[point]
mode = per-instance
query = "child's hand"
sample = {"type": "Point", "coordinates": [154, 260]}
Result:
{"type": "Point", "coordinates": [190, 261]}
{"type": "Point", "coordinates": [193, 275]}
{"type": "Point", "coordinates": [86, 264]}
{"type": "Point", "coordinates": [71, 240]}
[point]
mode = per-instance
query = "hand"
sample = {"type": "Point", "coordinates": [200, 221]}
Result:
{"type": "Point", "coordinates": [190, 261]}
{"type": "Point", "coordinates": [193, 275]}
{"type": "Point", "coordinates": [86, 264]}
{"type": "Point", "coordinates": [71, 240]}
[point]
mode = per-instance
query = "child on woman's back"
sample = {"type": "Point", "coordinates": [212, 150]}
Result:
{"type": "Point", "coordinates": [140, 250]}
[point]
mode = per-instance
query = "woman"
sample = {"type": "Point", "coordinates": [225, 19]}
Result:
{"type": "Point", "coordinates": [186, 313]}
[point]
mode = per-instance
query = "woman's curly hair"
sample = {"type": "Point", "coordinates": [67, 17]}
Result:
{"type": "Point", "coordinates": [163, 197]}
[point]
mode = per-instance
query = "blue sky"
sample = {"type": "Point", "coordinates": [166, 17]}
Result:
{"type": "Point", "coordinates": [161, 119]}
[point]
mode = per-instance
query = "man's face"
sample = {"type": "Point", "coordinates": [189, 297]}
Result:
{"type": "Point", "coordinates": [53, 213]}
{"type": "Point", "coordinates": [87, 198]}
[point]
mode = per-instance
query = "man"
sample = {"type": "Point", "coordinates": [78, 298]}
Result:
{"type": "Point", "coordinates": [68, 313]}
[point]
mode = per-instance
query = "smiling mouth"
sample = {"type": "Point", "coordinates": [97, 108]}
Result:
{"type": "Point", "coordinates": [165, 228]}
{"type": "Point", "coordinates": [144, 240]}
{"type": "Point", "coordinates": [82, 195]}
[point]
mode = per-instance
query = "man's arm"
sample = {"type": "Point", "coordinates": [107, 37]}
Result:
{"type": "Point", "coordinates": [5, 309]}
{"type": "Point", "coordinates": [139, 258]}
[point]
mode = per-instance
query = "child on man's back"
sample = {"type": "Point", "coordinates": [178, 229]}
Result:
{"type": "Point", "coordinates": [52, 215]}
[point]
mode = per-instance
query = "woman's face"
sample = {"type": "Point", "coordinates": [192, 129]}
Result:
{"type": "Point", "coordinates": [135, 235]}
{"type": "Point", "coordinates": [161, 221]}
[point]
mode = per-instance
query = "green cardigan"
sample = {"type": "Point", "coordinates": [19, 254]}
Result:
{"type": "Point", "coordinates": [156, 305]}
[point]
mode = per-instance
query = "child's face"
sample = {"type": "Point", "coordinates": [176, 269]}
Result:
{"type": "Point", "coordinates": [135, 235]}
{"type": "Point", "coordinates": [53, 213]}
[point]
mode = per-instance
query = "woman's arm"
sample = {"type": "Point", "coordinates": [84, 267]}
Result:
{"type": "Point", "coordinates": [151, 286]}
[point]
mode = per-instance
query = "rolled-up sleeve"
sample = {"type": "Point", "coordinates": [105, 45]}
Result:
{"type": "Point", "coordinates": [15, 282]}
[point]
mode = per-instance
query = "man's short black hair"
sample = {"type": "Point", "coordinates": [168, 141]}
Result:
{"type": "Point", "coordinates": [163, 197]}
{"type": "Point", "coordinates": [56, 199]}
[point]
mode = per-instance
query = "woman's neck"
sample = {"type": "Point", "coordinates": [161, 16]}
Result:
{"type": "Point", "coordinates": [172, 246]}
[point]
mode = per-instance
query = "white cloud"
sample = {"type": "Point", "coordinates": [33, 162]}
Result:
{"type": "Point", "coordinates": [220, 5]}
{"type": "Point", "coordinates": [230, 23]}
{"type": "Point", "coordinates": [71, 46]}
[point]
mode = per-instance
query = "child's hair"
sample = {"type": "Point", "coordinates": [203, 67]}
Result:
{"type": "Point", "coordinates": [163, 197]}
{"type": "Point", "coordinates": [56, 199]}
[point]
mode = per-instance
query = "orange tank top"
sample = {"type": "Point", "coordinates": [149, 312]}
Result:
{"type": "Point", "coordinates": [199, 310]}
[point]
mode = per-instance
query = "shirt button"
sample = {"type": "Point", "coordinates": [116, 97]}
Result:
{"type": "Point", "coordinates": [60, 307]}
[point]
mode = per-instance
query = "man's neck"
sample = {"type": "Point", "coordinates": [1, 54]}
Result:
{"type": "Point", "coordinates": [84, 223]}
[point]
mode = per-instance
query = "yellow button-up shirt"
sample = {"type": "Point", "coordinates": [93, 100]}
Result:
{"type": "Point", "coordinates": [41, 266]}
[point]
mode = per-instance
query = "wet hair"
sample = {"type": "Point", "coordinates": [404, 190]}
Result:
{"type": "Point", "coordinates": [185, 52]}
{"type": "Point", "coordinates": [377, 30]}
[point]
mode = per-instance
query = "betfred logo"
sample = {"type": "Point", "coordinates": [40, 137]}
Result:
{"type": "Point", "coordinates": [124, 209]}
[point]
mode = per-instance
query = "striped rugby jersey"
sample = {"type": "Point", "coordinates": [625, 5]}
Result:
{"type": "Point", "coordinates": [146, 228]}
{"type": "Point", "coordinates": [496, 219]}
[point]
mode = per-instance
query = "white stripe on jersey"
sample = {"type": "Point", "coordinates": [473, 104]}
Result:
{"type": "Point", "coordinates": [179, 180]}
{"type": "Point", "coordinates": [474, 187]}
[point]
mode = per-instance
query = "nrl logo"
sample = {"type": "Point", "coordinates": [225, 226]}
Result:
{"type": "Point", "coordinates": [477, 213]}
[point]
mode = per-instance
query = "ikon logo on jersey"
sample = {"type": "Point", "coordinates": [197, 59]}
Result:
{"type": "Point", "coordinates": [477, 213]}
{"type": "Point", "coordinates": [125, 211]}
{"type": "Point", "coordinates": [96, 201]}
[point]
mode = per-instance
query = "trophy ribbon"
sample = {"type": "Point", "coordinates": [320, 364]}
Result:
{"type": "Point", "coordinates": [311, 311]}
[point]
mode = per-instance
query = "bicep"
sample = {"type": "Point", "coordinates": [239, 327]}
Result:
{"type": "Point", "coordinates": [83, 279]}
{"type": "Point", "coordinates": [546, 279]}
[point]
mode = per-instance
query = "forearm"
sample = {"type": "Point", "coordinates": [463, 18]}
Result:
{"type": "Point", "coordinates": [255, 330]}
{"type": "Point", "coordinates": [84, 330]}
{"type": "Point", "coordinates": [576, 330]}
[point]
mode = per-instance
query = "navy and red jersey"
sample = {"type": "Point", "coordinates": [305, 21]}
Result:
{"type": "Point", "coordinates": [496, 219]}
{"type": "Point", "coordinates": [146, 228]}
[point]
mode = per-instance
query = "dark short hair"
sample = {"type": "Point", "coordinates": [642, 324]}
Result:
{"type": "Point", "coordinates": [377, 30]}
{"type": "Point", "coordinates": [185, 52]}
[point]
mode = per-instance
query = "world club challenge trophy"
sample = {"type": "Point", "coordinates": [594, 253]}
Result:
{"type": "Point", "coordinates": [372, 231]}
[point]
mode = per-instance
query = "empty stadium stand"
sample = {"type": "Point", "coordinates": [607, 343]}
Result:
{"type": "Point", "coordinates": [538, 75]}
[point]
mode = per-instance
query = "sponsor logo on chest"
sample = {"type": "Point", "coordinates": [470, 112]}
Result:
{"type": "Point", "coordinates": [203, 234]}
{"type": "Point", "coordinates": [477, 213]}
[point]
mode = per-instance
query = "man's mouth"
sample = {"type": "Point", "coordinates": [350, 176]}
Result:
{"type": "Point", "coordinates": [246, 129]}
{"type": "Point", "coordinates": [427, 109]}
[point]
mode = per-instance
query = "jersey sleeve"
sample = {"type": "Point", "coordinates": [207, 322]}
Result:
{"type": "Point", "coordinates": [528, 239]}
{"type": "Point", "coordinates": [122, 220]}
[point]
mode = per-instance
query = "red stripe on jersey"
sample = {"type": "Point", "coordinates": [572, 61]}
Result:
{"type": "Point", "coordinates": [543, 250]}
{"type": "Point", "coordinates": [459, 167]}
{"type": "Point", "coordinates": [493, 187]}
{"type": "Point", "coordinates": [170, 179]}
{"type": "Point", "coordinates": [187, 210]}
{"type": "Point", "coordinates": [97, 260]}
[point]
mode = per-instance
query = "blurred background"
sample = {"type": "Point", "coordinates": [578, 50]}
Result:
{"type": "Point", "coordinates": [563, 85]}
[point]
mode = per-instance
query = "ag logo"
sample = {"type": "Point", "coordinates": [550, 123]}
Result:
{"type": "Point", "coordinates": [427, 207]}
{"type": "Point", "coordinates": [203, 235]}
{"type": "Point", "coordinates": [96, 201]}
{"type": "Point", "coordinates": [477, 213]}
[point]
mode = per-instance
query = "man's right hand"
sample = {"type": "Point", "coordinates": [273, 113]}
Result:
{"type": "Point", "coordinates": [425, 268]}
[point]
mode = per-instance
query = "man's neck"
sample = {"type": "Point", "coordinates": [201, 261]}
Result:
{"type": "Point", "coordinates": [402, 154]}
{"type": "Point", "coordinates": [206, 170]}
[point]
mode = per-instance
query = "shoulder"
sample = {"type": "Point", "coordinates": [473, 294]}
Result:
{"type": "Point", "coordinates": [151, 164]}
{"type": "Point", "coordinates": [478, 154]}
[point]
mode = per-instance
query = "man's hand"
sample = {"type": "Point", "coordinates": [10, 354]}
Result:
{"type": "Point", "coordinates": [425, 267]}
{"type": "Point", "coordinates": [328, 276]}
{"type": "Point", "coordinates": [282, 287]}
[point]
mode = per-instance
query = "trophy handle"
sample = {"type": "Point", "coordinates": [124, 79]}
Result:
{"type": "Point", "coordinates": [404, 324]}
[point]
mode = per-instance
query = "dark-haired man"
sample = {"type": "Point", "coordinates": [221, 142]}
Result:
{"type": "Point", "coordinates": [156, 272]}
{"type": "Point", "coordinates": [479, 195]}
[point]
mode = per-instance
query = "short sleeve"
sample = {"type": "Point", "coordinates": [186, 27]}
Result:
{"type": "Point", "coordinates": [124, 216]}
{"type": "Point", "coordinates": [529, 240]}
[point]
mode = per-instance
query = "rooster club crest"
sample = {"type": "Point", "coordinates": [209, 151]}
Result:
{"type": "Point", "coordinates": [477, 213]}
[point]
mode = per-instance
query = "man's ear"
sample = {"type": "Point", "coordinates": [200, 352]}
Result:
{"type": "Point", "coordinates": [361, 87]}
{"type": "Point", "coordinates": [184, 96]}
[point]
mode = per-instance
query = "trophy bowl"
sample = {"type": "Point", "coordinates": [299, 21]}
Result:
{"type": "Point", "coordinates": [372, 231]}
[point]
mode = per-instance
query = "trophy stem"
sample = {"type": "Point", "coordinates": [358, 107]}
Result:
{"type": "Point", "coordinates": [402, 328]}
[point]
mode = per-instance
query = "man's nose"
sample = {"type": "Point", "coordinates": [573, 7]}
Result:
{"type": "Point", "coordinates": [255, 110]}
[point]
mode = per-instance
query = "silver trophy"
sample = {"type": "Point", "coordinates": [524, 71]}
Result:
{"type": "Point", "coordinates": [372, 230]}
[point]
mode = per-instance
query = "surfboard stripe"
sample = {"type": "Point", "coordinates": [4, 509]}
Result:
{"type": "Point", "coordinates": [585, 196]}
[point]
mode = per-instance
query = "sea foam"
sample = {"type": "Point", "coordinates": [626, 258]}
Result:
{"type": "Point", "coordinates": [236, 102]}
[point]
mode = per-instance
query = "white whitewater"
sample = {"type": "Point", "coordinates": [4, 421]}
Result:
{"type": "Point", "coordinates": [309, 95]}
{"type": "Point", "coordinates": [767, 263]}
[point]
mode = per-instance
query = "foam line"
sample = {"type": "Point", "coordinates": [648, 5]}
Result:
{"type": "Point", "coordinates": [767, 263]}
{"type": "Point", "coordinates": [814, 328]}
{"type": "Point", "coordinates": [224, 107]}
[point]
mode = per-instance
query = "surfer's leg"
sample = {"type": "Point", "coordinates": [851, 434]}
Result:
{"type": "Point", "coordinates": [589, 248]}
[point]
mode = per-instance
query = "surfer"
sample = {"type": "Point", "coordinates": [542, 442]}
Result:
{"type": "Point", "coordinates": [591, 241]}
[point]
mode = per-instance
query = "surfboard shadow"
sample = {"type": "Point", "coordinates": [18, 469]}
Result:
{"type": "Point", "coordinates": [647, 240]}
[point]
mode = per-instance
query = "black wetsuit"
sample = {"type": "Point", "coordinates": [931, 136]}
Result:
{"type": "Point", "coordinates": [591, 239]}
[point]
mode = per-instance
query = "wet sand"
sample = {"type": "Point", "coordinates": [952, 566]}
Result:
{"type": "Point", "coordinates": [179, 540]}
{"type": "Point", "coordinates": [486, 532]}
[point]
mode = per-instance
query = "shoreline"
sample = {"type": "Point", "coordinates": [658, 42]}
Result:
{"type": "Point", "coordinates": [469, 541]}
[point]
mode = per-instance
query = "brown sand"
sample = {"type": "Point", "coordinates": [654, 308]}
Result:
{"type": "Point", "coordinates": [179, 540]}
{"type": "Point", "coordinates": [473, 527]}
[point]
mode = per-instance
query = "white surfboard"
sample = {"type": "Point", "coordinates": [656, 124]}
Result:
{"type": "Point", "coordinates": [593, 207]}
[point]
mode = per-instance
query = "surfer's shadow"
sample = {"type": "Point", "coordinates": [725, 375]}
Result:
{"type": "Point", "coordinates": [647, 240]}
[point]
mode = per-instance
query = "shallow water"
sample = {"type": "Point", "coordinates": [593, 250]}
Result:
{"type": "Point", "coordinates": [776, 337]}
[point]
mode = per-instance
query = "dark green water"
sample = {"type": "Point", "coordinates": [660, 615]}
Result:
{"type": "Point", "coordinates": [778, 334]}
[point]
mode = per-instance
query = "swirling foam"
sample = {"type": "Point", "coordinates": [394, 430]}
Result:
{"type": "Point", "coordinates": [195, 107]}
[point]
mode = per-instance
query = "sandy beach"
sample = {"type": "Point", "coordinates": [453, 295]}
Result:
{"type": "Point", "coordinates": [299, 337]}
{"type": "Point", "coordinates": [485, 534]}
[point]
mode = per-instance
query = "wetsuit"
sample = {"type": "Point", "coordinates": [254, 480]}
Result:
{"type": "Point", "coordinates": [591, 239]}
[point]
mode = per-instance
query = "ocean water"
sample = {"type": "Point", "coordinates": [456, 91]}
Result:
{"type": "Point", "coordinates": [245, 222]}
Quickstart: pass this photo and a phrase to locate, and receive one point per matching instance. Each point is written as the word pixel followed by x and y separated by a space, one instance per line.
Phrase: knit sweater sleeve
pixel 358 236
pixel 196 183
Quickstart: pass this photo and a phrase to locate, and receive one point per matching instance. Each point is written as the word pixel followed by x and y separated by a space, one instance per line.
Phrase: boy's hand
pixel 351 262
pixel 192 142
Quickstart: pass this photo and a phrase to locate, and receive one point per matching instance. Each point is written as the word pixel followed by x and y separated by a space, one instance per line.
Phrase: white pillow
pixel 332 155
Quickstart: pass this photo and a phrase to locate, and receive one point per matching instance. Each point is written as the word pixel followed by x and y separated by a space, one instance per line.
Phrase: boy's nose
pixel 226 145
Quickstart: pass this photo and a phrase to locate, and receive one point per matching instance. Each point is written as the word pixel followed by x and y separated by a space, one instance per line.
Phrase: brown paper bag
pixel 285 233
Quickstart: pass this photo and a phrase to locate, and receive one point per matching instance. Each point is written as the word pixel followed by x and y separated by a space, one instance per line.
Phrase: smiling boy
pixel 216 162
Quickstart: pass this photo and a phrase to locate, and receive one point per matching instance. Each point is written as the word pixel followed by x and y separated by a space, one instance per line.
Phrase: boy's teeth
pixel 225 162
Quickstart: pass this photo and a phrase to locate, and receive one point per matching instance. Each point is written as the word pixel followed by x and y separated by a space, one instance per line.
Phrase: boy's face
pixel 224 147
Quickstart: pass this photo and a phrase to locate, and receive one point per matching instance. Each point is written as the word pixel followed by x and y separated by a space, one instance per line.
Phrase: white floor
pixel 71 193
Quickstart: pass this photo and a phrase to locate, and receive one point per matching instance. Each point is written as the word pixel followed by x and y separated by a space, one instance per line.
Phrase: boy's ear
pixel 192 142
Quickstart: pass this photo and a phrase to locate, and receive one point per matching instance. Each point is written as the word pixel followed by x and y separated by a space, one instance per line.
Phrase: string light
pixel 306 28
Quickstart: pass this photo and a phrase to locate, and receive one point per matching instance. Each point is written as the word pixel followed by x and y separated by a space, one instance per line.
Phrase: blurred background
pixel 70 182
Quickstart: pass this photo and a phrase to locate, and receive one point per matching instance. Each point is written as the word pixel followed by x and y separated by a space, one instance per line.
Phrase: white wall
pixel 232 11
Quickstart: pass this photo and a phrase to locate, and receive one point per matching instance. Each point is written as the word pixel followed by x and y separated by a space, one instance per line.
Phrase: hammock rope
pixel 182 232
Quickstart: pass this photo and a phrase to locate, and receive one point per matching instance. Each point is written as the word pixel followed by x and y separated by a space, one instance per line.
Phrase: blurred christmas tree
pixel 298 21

══════════

§ **Objective**:
Go through the items above and copy out every line that contains the string "surfer". Matching is case-sensitive.

§ **Task response**:
query = "surfer's leg"
query = "surfer"
query = "surfer's shadow"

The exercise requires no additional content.